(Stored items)

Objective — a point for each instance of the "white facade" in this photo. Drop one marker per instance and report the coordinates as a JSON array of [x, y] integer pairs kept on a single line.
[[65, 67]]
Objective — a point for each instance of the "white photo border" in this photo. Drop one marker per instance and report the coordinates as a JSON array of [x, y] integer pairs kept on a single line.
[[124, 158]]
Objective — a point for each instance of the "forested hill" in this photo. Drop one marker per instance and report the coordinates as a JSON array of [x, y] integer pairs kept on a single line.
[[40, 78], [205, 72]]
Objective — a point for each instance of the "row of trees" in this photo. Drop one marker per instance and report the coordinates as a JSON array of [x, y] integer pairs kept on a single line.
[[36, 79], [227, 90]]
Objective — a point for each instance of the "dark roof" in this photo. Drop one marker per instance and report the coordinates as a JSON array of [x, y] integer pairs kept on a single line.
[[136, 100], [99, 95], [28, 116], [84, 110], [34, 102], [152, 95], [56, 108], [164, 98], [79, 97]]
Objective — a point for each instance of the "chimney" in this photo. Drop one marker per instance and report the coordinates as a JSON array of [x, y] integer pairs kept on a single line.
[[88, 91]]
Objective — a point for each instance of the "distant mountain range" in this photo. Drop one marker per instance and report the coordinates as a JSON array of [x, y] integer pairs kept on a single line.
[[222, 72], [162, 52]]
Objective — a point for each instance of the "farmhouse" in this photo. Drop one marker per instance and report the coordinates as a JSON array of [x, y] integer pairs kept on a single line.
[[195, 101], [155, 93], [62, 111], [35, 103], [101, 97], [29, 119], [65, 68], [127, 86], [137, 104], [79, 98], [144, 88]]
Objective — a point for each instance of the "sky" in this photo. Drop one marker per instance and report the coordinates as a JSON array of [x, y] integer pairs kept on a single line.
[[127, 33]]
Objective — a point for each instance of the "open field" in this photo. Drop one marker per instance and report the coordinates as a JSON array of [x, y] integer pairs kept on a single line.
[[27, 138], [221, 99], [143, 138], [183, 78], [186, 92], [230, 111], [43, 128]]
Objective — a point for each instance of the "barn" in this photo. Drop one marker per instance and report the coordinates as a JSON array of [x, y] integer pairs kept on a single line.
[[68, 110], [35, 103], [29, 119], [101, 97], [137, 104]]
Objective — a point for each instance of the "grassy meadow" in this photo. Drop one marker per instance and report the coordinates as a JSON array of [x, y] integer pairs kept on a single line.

> _Goal of the exercise_: Could you write out everything from the start of the entries down to the line containing "[[124, 158]]", giving each line in full but shifting every coordinate in the answers by -8?

> _Answer to this task_:
Objective — a point for each instance of the "white facade" in this photo. Drop one marker per instance and report the coordinates as a JSON array of [x, y] integer pairs kept on a single line.
[[57, 59]]
Objective — a point for each instance of the "white photo border" in this photo. Drop one marker per instance and report the coordinates as a JSON array of [x, y] integer pairs kept on a single line.
[[116, 150]]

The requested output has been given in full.